Set exercise -> Can you transcribe every line exactly and leave the pictures behind?

Records to process ->
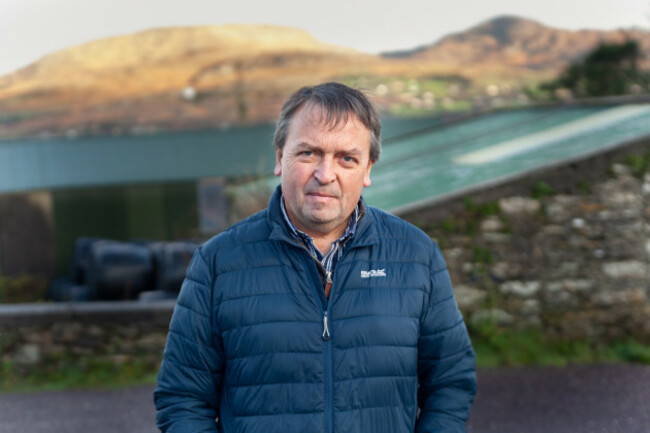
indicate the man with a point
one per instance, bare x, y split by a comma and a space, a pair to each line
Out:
320, 313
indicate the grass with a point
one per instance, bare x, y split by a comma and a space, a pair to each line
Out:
496, 348
67, 373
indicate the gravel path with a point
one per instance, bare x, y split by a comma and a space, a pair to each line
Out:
577, 399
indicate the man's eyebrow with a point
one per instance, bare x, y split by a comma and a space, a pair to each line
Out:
352, 151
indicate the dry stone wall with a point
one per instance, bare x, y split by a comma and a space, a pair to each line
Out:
574, 265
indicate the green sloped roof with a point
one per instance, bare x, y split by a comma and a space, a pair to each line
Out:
422, 168
422, 160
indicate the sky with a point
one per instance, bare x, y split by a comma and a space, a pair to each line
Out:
29, 29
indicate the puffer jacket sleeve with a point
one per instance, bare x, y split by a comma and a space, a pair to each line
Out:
187, 394
446, 364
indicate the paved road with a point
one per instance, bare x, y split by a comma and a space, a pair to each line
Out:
579, 399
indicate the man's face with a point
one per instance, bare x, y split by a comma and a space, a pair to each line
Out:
323, 171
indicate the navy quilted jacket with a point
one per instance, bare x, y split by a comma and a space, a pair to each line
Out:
254, 343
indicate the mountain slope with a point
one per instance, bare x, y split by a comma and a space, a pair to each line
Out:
510, 41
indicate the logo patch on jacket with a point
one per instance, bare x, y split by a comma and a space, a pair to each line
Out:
373, 273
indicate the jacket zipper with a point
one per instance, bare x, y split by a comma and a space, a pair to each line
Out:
329, 392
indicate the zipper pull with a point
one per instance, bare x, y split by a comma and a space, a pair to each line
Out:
328, 285
326, 331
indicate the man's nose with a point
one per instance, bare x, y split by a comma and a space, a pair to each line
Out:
325, 171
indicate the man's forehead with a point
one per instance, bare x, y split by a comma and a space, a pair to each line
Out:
319, 116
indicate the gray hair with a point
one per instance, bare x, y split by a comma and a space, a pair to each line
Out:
337, 102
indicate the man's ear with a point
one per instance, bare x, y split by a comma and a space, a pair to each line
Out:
278, 162
366, 176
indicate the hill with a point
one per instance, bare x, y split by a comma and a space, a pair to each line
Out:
207, 76
517, 44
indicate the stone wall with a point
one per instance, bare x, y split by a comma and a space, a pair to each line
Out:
117, 332
573, 264
564, 249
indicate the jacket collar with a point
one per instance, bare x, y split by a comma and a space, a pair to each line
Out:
365, 234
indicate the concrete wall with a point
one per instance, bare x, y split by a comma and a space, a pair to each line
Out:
573, 263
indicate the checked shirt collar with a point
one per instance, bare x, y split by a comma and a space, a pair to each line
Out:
329, 259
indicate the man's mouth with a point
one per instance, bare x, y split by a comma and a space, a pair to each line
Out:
318, 194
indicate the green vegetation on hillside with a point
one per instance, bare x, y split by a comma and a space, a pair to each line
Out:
609, 69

Result ->
indicate the man with a point
one per instance, bare x, y split by a comma and a space, a pair to each line
Out:
320, 313
indicate the grass with a point
one per instance, bare x, y split by a comma and a space, a pair to each line
Out:
496, 348
67, 373
indicate the gravel path with a point
one per instance, bare x, y split by a comma and a space, a pair to each line
Out:
577, 399
indicate the man's eyebrow with a point
one per instance, bare x, y split by a comma and a space, a pair to each line
Out:
352, 151
indicate the dry stone wall with a point
one per instance, bare x, y split by a comma and a space, a pair to each line
Out:
574, 265
indicate the green sloped roof with a point
one per instance, bare x, y split by a comma and a space, a pair to each line
Out:
422, 168
422, 160
indicate the sky with a point
one per instance, bare x, y split by a comma and a space, a pair to each line
Out:
29, 29
indicate the puffer jacket sleeve with a point
one per instance, bare x, y split by a comma and a space, a pair to each line
Out:
187, 394
446, 364
indicate the paved road with a point
one per instance, bare x, y split by a comma and a space, a pair to each line
Out:
579, 399
indicate the man's face with a point
one per instance, bare x, y split by a comma and a space, a pair to each line
Out:
323, 171
indicate the navy quilted jacket with a point
one per instance, bare x, y split by a comma and a space, a pair to each line
Out:
254, 343
indicate the mountain slope with a point
one per instance, bare x, y split by a comma and a space, a pair to each line
Out:
510, 41
indicate the logo patch on jacket with a point
one per instance, bare x, y split by a comma and a space, a pair to each line
Out:
373, 273
indicate the jacket zipper with a point
one per instance, bare x, y split by a comma and a space, a pair to each line
Out:
329, 392
indicate the zipper pull with a point
one per instance, bare x, y split by a comma and a space, a pair to each line
Out:
328, 285
326, 331
indicate the man's nose with a point
one per instance, bare x, y split by a comma and a space, a pair to each line
Out:
325, 171
indicate the man's forehead with a point
one per instance, bare x, y split by a comma and a space, a pair to each line
Out:
319, 116
indicate the gray hair with a point
one per instance, bare x, y split by a comma and a space, a pair to each line
Out:
337, 102
indicate the man's ear with a point
one per instance, bare x, y split by a comma and a space, a pair to each line
Out:
278, 162
366, 176
indicate the hill with a point
one per instance, bare x, y split by a comma and a space, a pair to each line
Out:
207, 76
517, 44
indicate the stone wall with a point
one per instance, bare x, y split by a comma and a space, a pair to each line
Out:
117, 332
573, 264
564, 249
indicate the jacket collar with a point
one per instance, bare x, y split by a comma and a space, a pair to each line
Out:
365, 234
indicate the concrete wall with a point
one per instance, bare x, y split by a comma and a space, a pair to each line
Out:
573, 263
indicate the checked shirt collar with a point
one per instance, bare x, y split by a comma and a space, a pair to each line
Out:
329, 259
indicate the man's mouth with a point
one per instance, bare x, y split by a comma and a space, a pair to each line
Out:
318, 194
indicate the green vegetation on hillside with a point
one per instance, bare x, y split by a comma and a space, a pair to each line
Out:
609, 69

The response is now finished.